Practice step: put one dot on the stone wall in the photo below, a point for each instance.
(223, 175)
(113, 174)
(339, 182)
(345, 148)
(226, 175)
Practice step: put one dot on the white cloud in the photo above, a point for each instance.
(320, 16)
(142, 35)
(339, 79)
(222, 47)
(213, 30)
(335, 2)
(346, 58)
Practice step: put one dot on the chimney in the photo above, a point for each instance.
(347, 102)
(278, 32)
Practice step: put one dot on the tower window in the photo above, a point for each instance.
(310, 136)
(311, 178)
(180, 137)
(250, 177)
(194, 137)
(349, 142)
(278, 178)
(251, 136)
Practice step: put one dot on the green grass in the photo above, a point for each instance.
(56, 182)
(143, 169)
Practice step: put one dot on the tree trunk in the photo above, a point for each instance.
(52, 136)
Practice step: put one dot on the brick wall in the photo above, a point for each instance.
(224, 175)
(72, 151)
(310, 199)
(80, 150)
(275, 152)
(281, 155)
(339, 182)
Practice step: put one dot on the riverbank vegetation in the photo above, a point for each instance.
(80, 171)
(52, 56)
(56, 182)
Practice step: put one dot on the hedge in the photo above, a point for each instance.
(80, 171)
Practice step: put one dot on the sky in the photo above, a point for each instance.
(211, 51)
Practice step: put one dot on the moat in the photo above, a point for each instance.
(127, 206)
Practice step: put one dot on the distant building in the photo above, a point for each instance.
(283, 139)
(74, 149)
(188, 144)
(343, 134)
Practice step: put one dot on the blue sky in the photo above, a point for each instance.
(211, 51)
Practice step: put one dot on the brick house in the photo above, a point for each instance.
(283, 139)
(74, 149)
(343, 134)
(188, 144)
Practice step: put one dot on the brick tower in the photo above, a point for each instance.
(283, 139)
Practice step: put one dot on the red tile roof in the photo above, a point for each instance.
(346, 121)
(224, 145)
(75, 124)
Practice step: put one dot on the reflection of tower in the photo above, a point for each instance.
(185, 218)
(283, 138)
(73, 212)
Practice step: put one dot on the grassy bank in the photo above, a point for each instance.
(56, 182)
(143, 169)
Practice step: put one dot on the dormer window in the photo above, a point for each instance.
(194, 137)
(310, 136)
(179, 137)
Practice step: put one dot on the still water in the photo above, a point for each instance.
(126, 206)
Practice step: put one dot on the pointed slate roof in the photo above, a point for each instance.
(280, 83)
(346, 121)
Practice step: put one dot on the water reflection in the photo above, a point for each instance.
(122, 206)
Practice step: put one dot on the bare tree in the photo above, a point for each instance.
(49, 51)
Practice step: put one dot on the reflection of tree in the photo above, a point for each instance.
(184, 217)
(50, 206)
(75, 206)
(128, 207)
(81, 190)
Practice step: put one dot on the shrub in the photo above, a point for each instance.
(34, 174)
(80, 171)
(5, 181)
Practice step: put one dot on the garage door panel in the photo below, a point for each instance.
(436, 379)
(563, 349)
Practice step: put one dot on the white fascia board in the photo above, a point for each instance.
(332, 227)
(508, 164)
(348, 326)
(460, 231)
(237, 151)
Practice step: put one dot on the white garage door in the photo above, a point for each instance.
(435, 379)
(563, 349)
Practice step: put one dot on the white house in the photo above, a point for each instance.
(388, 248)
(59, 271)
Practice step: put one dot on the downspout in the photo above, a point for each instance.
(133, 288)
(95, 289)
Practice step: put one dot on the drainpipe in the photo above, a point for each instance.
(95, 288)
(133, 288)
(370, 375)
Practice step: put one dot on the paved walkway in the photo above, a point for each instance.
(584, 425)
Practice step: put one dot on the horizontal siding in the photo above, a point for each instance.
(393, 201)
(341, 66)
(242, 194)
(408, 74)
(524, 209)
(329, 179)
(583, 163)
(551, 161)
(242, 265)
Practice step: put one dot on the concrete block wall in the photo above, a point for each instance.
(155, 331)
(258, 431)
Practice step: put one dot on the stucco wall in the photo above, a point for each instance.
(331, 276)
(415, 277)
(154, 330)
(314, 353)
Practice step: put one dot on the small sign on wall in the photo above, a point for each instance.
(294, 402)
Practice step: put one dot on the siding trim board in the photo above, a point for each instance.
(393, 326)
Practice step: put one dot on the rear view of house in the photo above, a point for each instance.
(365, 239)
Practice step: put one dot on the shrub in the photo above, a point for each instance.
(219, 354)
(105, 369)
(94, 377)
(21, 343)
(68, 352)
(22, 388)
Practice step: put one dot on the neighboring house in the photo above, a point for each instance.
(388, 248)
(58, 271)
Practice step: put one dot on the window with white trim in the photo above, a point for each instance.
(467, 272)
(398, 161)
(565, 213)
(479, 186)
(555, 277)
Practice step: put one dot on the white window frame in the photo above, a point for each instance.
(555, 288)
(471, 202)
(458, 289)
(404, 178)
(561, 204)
******
Leaving every word in place, output the whole listing above.

Expected answer:
Practice step: put one dot on the stone wall in the photo below, a point for each instance.
(223, 175)
(113, 174)
(339, 182)
(345, 148)
(226, 175)
Practice step: put one dot on the white cloud in the photo above, a point for each instance.
(320, 16)
(142, 35)
(339, 79)
(222, 47)
(213, 30)
(335, 2)
(346, 58)
Practice step: put one dot on the chimney in the photo above, a point for each instance.
(347, 102)
(278, 32)
Practice step: put one dot on the tower window in the photo above, a point for each instance.
(310, 136)
(311, 178)
(180, 137)
(250, 177)
(194, 137)
(349, 142)
(278, 178)
(251, 136)
Practice step: put one dot on the green grass in the photo above, a point for each instance.
(56, 182)
(143, 169)
Practice step: put one dot on the tree trunk in the photo above, a point for each instance.
(52, 136)
Practice step: put one dot on the brick wall in the photo above, a point for each instance.
(224, 175)
(72, 151)
(310, 199)
(80, 150)
(275, 152)
(281, 155)
(339, 182)
Practice step: put one dot on the riverbank vegetation in the photo above, a point for each instance.
(80, 171)
(52, 56)
(56, 182)
Practice step: put one dot on the hedge in the photo above, a point for each instance.
(80, 171)
Practice step: put one dot on the sky in the photo above, a point for each instance.
(211, 51)
Practice step: put one dot on the moat in the photo above, a point for each instance.
(127, 206)
Practice step: put one dot on the distant building in the photo above, a point for each instance.
(283, 139)
(74, 149)
(188, 144)
(343, 134)
Practice step: put one dot on the blue sky in the photo above, a point for each instance.
(211, 51)
Practice step: put one dot on the brick house in the photo above, a point for each instance.
(283, 139)
(74, 149)
(343, 134)
(188, 144)
Practice step: put one dot on the brick tower in the photo above, a point for each instance.
(283, 139)
Practice step: put one dot on the red tile roof in the photo above, a point for each instance.
(346, 121)
(224, 145)
(75, 124)
Practice step: put one dot on the reflection of tower in the photo above, a point for each instance.
(185, 218)
(283, 138)
(73, 212)
Practice step: put one dot on the grassy bank in the photo above, a point for each instance.
(56, 182)
(143, 169)
Practice step: put one dot on the dormer window in the photo above, a point for each instance.
(194, 137)
(310, 136)
(179, 137)
Practice step: put one dot on the still water in the photo above, a point for each instance.
(126, 206)
Practice step: put one dot on the pointed slate roof in the photo above, a point for each instance.
(280, 83)
(346, 121)
Practice step: put one dot on the water reflection in the photo above, a point for each instance.
(122, 206)
Practice step: put one dot on the bare tree in the photo above, a point for each instance.
(49, 51)
Practice step: put one dot on the reflection of tree in the photo above, a point for each instance.
(184, 217)
(50, 206)
(75, 206)
(128, 207)
(81, 190)
Practice step: put one dot on the shrub in the photo above, a point for each instance.
(34, 174)
(80, 171)
(5, 181)
Practice step: put one dot on the garage door panel in the photo below, a point for each instance.
(436, 379)
(563, 349)
Practice step: put one dot on the white fascia board in the photo above, a point for each instance.
(332, 227)
(508, 164)
(348, 326)
(460, 231)
(237, 151)
Practice step: put one dot on the white garage door in the photo above, a point for each instance.
(435, 379)
(563, 349)
Practice step: put one dot on the white house in the photo above, a point for each instance.
(388, 248)
(59, 271)
Practice step: put one dot on the downspout in the photo above, a point for each instance.
(133, 288)
(95, 289)
Practice step: put one dot on the drainpipe in the photo above, a point for each instance.
(95, 288)
(133, 288)
(370, 375)
Practice step: put one dot on the paved walkway in the photo above, a point for each instance.
(584, 425)
Practice step: put one dot on the horizontal siding in the photo above, a point for each instance.
(393, 201)
(341, 66)
(242, 194)
(408, 74)
(524, 209)
(329, 179)
(583, 163)
(551, 161)
(242, 265)
Practice step: put one dot on the concrete block wall in the photo above, a point for each instance.
(155, 331)
(258, 431)
Practice step: put one dot on the stucco wall in the photo above, a point for each instance.
(331, 276)
(415, 277)
(154, 330)
(314, 353)
Practice step: put one dot on the small sign on wall in the photo above, a point for each instance.
(294, 402)
Practice step: put one dot on the siding trim board in the photo above, a point for each instance.
(393, 326)
Practice step: put one dot on the rear view of house in the photo above, a point for each instance.
(365, 239)
Practice step: put one dot on the shrub in the photo above, a point for each instance.
(219, 354)
(105, 369)
(94, 377)
(21, 343)
(68, 352)
(22, 388)
Practice step: put one dot on the neighboring house in the photo above, a point for each instance.
(388, 248)
(58, 271)
Practice step: put one dot on the window with white trim in the photo above, a point for each instance.
(467, 272)
(398, 161)
(565, 213)
(479, 186)
(555, 277)
Practice step: put one dot on the white window frame in the photo above, a point for each instance.
(555, 288)
(471, 202)
(458, 289)
(404, 178)
(561, 204)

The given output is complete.